*Set of tasks*
1 – According to the passage on translating "hell," why is the New International Version's rendering "the grave" not very satisfactory? Answer in one to three sentences.
2 – Transcribe the passage on translating "hell" from "Twentieth-century translations have" up to and including "of the damned.".

*Passage provided*
----

Twentieth-century translations have the problem of how to deal with the fact that now the word "hell" means to most people "the place of the damned" and so to avoid implying Jesus went there, they use a different term when rendering this verse.

The Revised Standard Version transliterates the Greek word used here and speaks of "hades." This Greek term, like the original meaning of the word "hell," simply meant the place of the dead. Unfortunately, also like the word "hell," the word "hades" has also taken on the connotation (but not quite as strongly) of being the place of the damned.

To sidestep this, the New International Version says Jesus was not abandoned to "the grave," but this isn't very satisfactory either because the Greek word "hades" meant more than "the grave." It meant the netherworld.

This problem of references to the netherworld taking on connotations of the place of the damned has happened elsewhere, too. Originally, the Latin word infernum simply meant "the lower region" and was also used as a reference to the place of the dead. It, too, or rather its English derivative -- inferno -- has also acquired the firey connotations of the place of the damned, though these were lacking in its original use.

The only ancient language term I know of that this hasn't happened to is the Hebrew word sheol, which (since it hasn't been known to most English speakers) still simply means the place of the dead. The Revised Standard Version took the bold step of using this word when it appears in the Old Testament, but even though it is the Hebrew word that the Greek New Testament renders using hades, the RSV translators did not see fit to use it in the New Testament. If they had, it would have cut through the negative connotations associated with hell, hades, and inferno, but at the price of confronting the English-speaking reader with a totally unfamiliar word used in familiar New Testament passages.

----

*Information provided*
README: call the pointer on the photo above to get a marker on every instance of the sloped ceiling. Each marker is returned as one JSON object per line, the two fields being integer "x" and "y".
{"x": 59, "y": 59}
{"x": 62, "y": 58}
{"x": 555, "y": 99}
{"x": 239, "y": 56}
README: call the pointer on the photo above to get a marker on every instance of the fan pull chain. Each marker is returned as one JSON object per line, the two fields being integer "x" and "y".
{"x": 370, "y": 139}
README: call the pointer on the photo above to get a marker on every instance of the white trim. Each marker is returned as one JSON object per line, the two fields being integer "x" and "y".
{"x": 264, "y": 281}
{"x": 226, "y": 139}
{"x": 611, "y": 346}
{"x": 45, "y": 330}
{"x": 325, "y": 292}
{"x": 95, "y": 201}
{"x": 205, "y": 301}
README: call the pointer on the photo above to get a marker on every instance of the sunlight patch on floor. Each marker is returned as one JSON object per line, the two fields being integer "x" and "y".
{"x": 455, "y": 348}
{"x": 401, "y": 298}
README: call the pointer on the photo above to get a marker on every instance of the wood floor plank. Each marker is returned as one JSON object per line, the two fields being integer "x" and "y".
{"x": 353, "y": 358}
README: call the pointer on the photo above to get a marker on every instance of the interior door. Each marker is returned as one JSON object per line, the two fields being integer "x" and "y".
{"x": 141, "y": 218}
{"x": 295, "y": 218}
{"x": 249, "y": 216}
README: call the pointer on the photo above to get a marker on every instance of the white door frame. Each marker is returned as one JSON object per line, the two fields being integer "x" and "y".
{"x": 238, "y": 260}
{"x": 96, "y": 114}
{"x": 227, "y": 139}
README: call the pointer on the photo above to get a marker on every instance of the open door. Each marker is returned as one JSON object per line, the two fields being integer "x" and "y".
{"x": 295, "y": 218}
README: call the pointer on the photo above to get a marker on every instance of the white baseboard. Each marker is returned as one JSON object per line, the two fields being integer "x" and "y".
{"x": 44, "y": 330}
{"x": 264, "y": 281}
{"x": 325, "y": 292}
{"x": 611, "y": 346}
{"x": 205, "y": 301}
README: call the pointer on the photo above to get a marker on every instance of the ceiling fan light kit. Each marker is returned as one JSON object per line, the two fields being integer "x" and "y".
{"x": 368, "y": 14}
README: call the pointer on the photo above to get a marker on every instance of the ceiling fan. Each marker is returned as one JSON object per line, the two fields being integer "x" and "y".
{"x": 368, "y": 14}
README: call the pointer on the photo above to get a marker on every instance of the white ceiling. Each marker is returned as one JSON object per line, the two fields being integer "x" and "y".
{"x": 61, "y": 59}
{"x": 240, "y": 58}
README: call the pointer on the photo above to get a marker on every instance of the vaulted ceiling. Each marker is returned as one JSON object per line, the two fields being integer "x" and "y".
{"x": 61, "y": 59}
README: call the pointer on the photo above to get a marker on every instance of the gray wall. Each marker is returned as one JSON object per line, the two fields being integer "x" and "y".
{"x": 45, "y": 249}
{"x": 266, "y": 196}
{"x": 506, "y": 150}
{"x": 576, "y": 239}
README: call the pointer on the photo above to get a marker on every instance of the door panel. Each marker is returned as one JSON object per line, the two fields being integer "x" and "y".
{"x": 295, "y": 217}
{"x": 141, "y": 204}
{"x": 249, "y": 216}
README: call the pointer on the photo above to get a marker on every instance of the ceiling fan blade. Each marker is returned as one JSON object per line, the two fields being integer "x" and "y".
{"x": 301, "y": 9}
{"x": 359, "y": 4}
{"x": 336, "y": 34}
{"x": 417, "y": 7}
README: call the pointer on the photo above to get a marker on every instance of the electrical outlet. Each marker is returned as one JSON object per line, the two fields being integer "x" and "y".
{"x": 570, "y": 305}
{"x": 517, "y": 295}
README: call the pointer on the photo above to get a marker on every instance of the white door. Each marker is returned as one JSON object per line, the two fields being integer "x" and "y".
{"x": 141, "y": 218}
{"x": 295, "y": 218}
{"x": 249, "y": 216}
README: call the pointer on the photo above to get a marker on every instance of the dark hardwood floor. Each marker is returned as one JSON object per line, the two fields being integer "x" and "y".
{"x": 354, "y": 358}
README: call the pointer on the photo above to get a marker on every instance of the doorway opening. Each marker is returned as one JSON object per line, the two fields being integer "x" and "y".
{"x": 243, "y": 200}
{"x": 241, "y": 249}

----

*Exercise solutions*
1 – The rendering is unsatisfactory because the Greek word "hades" meant more than "the grave." It meant the netherworld.

2 –
Twentieth-century translations have the problem of how to deal with the fact that now the word "hell" means to most people "the place of the damned" and so to avoid implying Jesus went there, they use a different term when rendering this verse.

The Revised Standard Version transliterates the Greek word used here and speaks of "hades." This Greek term, like the original meaning of the word "hell," simply meant the place of the dead. Unfortunately, also like the word "hell," the word "hades" has also taken on the connotation (but not quite as strongly) of being the place of the damned.